__Supplied text__.
## START

On Tue, Aug 29, 2017 at 09:42:01PM +0200, Peter Bruin wrote:
> Hi Bill,
> > On Tue, Sep 08, 2015 at 11:47:30AM +0200, Peter Bruin wrote:
> >> Bonjour,
> >> 
> >> When computing with non-prime finite fields, one is often free to choose
> >> a defining polynomial f (of some given degree n) over the prime field.
> >> If we write f in the form c*X^n + f1 with deg(f1) < n, then for division
> >> with remainder modulo f, it "should be" best to take deg(f1) as small as
> >> possible.  However, the current code for division with remainder in PARI
> >> does not yet give an advantage in that case.
> >> 
> >> The attached patch modifies the functions {Flx,FpX,FpXQX}_divrem_basecase
> >> and Flx_rem_basecase in order to reduce the complexity of computing the
> >> (quotient and) remainder of g by f from O((deg g - deg f)(deg f)) to
> >> O((deg g - deg f)(deg f1)).
> >
> > Hello Peter, are you still interest in this topic ?
> >
> > You patch only covers the basecase, however the Barrett reduction method
> > more or less takes advantage of deg(f1) being small already 
> > because this leads to a Barrett inverse with a special shape: 1/c+x^h*f2
> > with deg(f2) small (and h large).
> >
> > So the functions F*_get_red could be changed to detect this situation
> > and use a different threshold in this case.
> >
> > What do you think ?
> This certainly sounds like it is worth trying.  My impression is that we
> should explicitly split up the Barrett inverse into its constant term
> and x^h*f2, in order to take advantage of the zeroes in between. 

It happens that in practice, speed up occurs even without implementing
that (with GMP).

> Then
> the question is if the choice whether to use Barrett reduction should
> only depend on deg f2, or also on the total degree n.  I haven't tried
> to figure this out; do you have an idea?

No, sorry.

## END

__Data entries__.
## START

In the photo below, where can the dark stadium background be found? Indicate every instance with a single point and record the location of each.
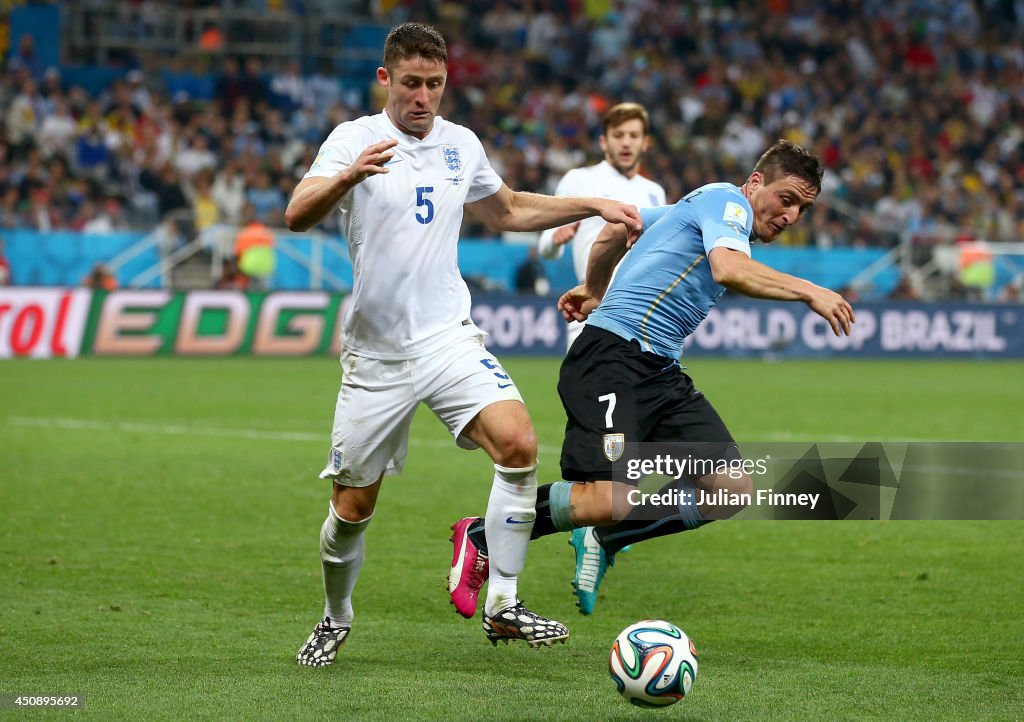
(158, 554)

## END
## START

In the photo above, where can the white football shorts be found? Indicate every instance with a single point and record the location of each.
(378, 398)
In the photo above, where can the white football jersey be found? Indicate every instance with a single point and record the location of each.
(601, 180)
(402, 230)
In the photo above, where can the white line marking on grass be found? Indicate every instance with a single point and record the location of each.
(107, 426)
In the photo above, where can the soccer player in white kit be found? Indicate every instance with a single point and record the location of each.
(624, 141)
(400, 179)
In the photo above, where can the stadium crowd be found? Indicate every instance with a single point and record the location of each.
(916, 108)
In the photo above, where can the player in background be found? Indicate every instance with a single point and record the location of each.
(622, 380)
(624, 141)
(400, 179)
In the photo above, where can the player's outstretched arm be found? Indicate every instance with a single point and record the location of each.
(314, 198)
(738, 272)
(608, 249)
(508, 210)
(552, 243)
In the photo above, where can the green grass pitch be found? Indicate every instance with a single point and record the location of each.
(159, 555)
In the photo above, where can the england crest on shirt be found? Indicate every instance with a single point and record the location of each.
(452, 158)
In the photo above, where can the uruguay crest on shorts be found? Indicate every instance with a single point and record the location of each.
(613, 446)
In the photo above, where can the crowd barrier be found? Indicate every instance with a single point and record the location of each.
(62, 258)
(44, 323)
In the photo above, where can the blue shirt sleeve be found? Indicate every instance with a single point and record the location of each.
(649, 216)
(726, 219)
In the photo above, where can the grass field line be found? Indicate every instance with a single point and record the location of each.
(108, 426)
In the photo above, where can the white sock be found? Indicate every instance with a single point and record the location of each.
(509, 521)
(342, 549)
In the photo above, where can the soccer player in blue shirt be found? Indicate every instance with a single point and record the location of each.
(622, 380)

## END
## START

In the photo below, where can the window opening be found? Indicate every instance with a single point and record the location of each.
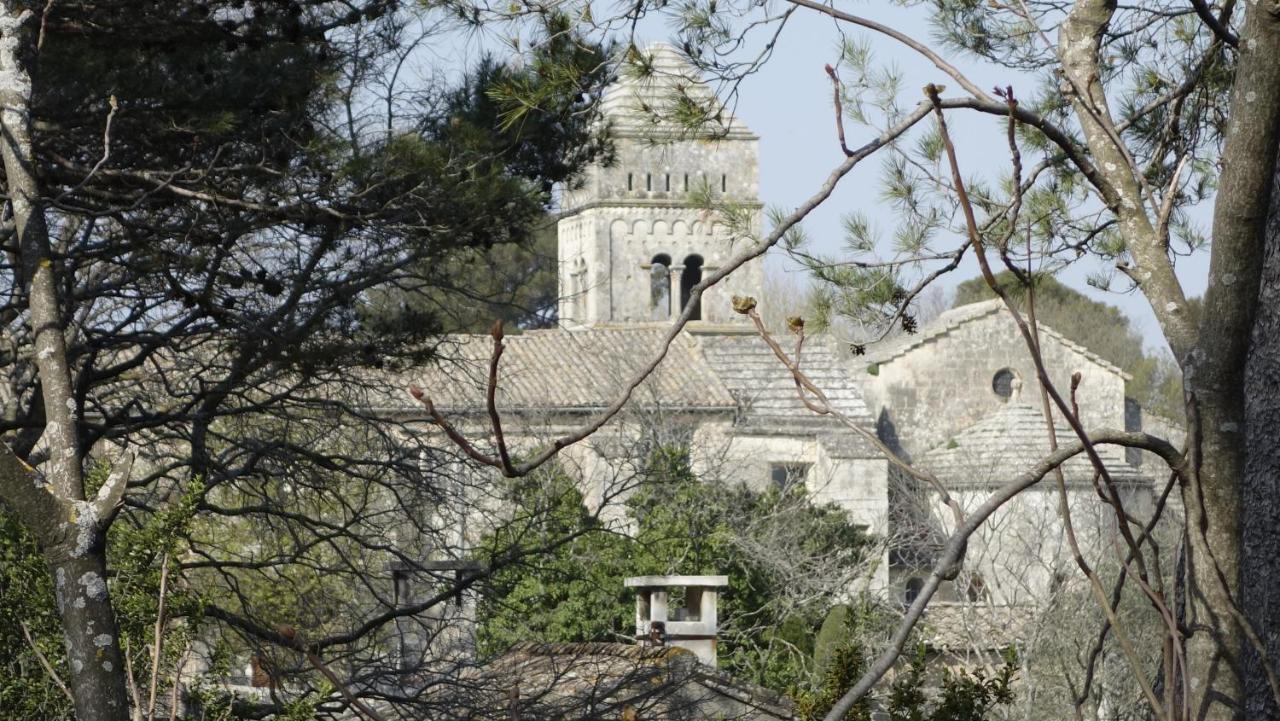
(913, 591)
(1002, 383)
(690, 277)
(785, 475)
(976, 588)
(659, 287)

## END

__Complete the following__.
a: Write out the passage of the mailing-list thread on polynomial division from "On Tue, Aug" up to and including "in that case.".
b: Using the mailing-list thread on polynomial division, answer each of these:
(i) Which functions does the attached patch modify?
(ii) What special shape does the Barrett inverse take when deg(f1) is small?
(iii) With what library does a speedup occur in practice even without splitting up the Barrett inverse?

__Answers below__.
a:
On Tue, Aug 29, 2017 at 09:42:01PM +0200, Peter Bruin wrote:
> Hi Bill,
> > On Tue, Sep 08, 2015 at 11:47:30AM +0200, Peter Bruin wrote:
> >> Bonjour,
> >> 
> >> When computing with non-prime finite fields, one is often free to choose
> >> a defining polynomial f (of some given degree n) over the prime field.
> >> If we write f in the form c*X^n + f1 with deg(f1) < n, then for division
> >> with remainder modulo f, it "should be" best to take deg(f1) as small as
> >> possible.  However, the current code for division with remainder in PARI
> >> does not yet give an advantage in that case.

b:
(i) {Flx,FpX,FpXQX}_divrem_basecase and Flx_rem_basecase
(ii) 1/c+x^h*f2, with deg(f2) small and h large
(iii) GMP